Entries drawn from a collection

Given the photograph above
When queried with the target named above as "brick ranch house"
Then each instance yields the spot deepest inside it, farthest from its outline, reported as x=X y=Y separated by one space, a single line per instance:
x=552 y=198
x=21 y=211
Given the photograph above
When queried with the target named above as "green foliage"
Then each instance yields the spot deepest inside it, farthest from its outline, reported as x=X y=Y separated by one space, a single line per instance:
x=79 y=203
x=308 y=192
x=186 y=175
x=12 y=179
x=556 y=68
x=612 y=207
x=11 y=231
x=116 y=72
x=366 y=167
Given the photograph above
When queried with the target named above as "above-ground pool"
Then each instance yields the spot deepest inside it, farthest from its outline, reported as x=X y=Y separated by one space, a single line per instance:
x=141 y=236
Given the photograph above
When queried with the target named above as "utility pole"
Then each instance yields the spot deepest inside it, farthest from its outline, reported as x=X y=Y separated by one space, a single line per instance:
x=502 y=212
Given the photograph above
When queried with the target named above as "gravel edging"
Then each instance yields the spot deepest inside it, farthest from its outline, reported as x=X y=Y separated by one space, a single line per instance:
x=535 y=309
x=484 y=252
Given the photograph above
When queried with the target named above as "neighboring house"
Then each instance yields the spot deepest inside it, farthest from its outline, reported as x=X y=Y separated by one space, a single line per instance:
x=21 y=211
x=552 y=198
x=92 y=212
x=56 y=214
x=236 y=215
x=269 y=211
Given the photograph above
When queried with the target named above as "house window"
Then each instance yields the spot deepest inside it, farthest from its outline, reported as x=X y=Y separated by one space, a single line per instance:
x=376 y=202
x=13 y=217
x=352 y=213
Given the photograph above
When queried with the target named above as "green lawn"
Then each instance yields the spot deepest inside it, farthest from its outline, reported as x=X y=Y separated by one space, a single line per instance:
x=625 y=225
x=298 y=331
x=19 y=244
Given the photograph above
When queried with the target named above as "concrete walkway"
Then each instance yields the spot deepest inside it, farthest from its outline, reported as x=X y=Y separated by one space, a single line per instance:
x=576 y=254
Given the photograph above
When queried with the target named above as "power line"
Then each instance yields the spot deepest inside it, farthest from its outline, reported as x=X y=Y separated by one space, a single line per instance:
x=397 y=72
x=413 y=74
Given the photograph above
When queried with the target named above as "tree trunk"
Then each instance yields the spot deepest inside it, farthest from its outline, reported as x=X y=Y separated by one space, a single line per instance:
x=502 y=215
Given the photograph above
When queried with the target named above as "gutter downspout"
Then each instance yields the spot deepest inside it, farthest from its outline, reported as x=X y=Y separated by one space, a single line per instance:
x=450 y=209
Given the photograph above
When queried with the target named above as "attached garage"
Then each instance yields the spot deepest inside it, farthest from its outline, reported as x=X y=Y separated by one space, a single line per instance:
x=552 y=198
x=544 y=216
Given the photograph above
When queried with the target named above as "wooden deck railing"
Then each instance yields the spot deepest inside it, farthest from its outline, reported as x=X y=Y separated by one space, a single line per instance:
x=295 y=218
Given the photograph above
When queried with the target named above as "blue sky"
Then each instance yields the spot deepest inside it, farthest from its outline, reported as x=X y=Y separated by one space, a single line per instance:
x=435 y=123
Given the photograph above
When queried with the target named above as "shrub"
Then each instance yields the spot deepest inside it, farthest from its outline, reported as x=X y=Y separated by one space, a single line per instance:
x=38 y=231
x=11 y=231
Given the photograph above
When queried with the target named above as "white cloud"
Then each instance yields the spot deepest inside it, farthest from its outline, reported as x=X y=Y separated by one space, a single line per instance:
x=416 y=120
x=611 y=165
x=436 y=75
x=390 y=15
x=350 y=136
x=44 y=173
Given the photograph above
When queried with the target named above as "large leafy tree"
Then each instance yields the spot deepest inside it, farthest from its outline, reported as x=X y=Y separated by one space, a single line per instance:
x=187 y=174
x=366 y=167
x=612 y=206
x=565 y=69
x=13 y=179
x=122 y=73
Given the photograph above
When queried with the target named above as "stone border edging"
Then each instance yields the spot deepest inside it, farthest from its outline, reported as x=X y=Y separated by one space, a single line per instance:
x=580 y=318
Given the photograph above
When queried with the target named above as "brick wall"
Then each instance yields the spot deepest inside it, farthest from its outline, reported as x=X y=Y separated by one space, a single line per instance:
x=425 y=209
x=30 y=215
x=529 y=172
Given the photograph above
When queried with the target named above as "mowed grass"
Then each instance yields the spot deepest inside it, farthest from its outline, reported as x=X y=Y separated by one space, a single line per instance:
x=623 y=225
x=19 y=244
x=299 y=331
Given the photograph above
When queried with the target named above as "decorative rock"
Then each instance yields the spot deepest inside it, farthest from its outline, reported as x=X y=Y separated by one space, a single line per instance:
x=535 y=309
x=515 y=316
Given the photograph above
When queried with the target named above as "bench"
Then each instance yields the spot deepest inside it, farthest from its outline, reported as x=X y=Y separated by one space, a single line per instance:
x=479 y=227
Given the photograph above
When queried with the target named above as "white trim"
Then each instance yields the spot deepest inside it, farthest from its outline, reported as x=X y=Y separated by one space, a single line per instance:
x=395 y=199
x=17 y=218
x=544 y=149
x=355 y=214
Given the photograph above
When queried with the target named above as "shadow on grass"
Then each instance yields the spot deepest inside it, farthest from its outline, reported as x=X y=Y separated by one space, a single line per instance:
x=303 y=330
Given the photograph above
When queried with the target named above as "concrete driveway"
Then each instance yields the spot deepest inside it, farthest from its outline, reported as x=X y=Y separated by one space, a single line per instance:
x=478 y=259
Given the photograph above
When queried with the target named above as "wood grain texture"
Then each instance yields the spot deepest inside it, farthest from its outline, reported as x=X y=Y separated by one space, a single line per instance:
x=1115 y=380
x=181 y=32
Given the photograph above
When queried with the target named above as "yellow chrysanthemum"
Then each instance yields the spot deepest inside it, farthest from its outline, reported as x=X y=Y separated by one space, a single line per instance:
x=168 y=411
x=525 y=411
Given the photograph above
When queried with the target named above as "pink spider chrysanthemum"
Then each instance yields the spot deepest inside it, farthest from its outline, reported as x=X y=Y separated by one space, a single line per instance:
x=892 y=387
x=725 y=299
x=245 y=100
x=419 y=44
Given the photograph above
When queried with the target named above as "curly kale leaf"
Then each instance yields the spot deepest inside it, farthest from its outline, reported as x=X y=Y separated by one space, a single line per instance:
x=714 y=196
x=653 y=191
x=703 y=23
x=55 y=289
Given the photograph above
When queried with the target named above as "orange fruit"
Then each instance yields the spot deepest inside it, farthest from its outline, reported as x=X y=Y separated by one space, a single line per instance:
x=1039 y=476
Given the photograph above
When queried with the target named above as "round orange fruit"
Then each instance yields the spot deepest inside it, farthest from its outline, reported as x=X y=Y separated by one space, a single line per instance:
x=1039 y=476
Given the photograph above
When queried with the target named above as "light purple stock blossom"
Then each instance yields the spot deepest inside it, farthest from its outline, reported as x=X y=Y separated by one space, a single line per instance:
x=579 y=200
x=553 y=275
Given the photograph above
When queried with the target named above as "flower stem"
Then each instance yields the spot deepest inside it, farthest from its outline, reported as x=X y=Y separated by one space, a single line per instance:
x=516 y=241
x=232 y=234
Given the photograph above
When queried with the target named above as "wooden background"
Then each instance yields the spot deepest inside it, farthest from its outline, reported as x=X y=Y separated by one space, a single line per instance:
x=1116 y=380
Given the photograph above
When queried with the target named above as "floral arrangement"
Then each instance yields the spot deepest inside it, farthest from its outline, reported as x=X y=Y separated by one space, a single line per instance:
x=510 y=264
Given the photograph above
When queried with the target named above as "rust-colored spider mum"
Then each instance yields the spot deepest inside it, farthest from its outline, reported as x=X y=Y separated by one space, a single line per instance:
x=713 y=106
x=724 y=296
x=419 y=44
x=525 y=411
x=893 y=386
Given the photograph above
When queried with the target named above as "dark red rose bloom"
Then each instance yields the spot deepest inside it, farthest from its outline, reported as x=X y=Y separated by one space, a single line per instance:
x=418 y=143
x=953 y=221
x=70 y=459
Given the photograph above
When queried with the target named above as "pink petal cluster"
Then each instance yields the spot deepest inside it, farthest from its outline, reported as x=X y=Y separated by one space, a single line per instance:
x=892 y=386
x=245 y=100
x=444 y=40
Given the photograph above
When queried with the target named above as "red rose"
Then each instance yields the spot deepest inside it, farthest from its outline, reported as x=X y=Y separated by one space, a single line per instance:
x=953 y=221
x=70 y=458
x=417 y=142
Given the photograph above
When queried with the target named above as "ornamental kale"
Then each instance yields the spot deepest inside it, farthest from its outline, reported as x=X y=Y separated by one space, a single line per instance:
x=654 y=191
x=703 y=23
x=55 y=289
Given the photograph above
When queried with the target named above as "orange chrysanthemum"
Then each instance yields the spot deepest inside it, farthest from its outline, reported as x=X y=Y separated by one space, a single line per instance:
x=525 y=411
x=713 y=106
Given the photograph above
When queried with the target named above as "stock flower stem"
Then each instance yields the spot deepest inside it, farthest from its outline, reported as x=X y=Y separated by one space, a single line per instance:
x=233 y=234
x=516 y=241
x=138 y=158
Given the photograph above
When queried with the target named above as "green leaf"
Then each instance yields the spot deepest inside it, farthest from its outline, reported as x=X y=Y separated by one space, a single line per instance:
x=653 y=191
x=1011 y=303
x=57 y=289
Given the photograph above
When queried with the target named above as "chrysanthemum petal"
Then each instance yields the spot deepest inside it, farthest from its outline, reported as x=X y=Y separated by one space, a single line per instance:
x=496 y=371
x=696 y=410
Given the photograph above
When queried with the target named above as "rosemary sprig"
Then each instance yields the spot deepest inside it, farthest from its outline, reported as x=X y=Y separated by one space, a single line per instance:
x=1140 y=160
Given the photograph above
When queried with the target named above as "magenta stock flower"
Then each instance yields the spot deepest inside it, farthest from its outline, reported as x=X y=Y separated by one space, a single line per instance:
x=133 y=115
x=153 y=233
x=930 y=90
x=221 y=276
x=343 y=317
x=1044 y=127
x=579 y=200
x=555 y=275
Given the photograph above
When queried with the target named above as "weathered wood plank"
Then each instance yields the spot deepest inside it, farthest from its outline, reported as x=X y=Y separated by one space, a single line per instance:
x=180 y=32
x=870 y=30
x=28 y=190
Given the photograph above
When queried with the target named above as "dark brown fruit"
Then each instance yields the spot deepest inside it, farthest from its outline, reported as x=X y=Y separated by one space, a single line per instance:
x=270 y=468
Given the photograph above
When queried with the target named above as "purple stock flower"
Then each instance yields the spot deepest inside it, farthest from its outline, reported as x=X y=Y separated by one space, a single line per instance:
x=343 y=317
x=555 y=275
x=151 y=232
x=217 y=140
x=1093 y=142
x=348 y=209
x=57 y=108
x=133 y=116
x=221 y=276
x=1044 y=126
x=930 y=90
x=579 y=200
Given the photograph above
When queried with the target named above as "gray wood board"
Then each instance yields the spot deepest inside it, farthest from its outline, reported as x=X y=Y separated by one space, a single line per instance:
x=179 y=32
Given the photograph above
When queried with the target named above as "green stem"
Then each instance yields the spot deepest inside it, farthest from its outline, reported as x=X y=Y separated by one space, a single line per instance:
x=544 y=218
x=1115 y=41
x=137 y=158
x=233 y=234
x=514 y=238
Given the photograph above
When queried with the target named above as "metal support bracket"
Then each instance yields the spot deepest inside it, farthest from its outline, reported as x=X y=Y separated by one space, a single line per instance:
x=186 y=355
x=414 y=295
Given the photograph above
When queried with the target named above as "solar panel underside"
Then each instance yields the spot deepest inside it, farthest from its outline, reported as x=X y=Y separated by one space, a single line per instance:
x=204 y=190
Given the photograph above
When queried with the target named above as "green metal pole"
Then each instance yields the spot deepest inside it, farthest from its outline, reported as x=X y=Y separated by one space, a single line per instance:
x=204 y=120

TASK DETAILS >>
Rewrite the items from the very first line through the line containing "x=141 y=236", putting "occurrence" wherever "instance" appears and keeping everything else the same.

THE REPLY >>
Given the photograph above
When queried with the target named above as "brick ranch house"
Then each occurrence yields the spot deepest inside it, farthest from its outline, reported as x=X y=Y separated by one space, a single line per occurrence:
x=552 y=198
x=21 y=211
Given the photograph above
When queried with the target named above as "green foliage"
Then each occurrence yields the spot deepest inside it, farthest from its outline, reported as x=X y=Y separated by one space, a single line per occurrence:
x=79 y=203
x=308 y=192
x=186 y=175
x=12 y=179
x=556 y=68
x=612 y=207
x=11 y=231
x=116 y=72
x=366 y=167
Given the photograph above
When queried with the target named above as "above-ground pool"
Then each occurrence yields the spot deepest inside it, farthest from its outline, reported as x=X y=Y separated by one space, a single line per occurrence:
x=141 y=236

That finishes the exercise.